[Natural-language object grounding data]
[Start of Attachment]
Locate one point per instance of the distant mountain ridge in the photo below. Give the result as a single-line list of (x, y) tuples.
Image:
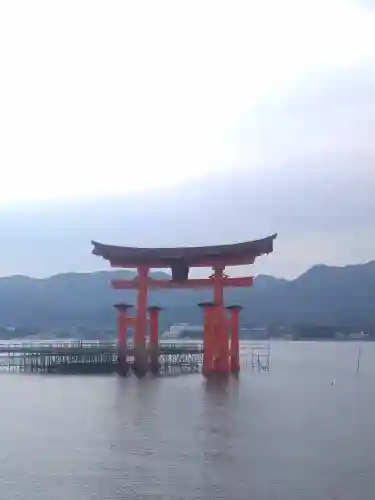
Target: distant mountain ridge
[(322, 295)]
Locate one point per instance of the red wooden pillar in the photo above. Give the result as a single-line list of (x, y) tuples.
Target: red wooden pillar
[(221, 327), (235, 338), (208, 337), (122, 323), (154, 337), (141, 314)]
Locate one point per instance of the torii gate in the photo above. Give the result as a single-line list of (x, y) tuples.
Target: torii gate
[(221, 334)]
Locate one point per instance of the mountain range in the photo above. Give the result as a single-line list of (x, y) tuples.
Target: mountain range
[(323, 295)]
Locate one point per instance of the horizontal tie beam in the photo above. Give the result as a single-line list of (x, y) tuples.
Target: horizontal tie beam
[(119, 284)]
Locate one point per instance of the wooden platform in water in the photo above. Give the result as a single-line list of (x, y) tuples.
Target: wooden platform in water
[(94, 357)]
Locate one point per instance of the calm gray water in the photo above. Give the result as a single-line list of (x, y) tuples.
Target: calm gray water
[(305, 430)]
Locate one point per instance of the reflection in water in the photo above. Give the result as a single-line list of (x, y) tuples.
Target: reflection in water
[(284, 434)]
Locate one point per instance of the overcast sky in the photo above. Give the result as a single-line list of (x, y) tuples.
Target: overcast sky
[(186, 123)]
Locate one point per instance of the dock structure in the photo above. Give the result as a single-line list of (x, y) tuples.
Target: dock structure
[(96, 357)]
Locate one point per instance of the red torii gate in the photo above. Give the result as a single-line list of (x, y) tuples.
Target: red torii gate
[(221, 334)]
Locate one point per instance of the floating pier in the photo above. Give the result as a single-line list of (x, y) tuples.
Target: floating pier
[(98, 357)]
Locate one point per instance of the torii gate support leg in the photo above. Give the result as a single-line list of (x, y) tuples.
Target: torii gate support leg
[(154, 338), (140, 355), (221, 327)]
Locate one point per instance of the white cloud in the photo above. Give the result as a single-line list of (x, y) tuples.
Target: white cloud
[(107, 98)]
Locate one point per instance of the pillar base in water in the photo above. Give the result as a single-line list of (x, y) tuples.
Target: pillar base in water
[(140, 364)]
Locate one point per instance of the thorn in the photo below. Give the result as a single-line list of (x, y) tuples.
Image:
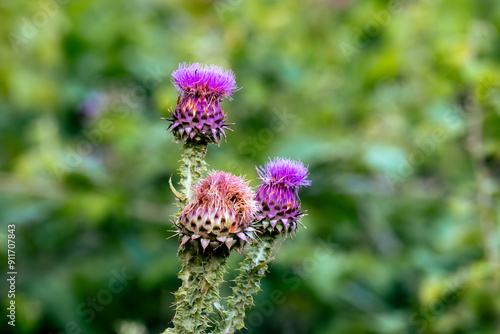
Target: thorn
[(176, 193), (204, 243)]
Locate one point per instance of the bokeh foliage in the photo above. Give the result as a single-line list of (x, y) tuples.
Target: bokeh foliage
[(394, 105)]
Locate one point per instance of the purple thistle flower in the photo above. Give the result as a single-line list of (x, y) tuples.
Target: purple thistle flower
[(223, 207), (198, 116), (204, 80), (278, 195)]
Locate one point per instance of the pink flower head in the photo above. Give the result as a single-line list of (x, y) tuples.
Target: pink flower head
[(221, 211)]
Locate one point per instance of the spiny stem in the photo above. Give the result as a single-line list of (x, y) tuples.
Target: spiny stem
[(201, 276), (192, 170), (252, 269)]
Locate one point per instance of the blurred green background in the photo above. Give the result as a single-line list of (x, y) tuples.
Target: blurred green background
[(393, 105)]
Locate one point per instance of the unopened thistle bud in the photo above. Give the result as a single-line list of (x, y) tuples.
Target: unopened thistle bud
[(220, 213), (198, 116), (278, 195)]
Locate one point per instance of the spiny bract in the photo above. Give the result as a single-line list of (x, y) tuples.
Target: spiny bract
[(198, 116), (220, 213), (278, 195)]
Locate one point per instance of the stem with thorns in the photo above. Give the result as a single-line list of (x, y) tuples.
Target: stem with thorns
[(252, 270)]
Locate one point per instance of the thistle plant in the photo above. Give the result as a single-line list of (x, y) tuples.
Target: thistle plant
[(219, 212)]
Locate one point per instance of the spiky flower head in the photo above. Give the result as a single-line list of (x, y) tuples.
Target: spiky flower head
[(278, 195), (221, 211), (198, 116)]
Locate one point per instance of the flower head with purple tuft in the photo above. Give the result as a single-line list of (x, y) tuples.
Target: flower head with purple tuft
[(198, 116), (278, 195)]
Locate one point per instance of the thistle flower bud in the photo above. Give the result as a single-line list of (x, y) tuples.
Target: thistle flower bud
[(220, 213), (278, 195), (198, 116)]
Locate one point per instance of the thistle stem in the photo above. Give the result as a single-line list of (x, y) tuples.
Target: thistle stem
[(252, 270), (201, 276), (192, 169)]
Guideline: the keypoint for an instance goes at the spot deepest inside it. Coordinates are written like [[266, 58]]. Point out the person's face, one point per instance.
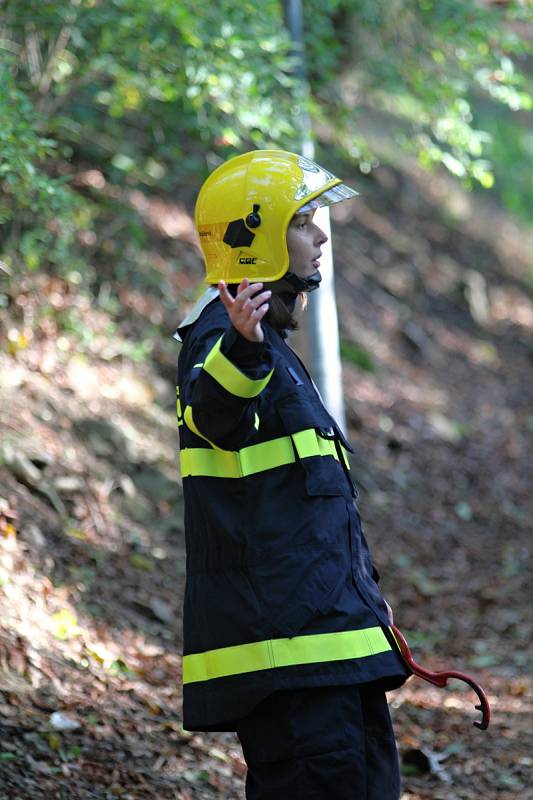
[End of Attachment]
Exercise objective: Find the line with "Locate one point per instance of the thorn" in the data above, and from there retype each line exactly through the line with "Locate one point per instance of the thistle flower", skipping the pictures along the way.

Exercise output:
Locate one point per instance of the thorn in the photo below. Give the result as a single-line list of (x, y) tuples.
Image:
Target: thorn
[(176, 193), (204, 243)]
Locate one point per instance of the bokeh foliage in the photo above. Give the result as a single-line list of (x, y) tuples.
Target: bokeh foliage
[(394, 105)]
Locate one point per instance of the purple thistle flower in the photo above. Give the result as a single-line list of (x, y) tuples.
Target: purple thistle flower
[(223, 207), (198, 116), (204, 80), (278, 195)]
Locate one point per instance of the pink flower head in the photo above. Give the result as a single-line list of (x, y) tuples.
Target: pink flower head
[(221, 211)]
Locate one point per instance of the spiny stem in the photo above. Give the result as a single-line list of (x, y) tuples.
Target: spiny stem
[(201, 276), (192, 170), (252, 269)]
Locate one point per instance of the blurred green background in the photo above. Give the result as a single-line list of (x, y) tuples.
Target: blurred green background
[(393, 105)]
Locate one point per instance of the unopened thistle bud in the photo above. Give the result as a single-line list of (x, y) tuples.
Target: unopened thistle bud
[(220, 213), (198, 116), (278, 195)]
Locate one point per instance of the spiny bract in the photo above. Give the result as a single-line list of (x, y) tuples.
Target: spiny bract
[(198, 116), (220, 213), (278, 195)]
Locate one point per instance of the stem with thorns in the photo above. Give the result as a single-line list of (x, y) tuples.
Target: stem with thorns
[(252, 270)]
Locate one point per instance of the thistle plant in the photo above. Give the result as a single-line list of (x, y) tuples.
Target: thistle plant
[(219, 212)]
Locate one point per instance of the spiky flower head in the photo above. Give the result as a single-line list of (x, y) tuples.
Target: spiky flower head
[(278, 195), (221, 211), (198, 116)]
Locate one point per instance of the flower head with purple tuft in the photo above. Give the result as a single-line list of (x, y) tuples.
Target: flower head with purple tuft
[(198, 116), (278, 195)]
Locate one point per instance of the thistle flower bud in the photo above. Give the result as a single-line list of (x, y) tuples.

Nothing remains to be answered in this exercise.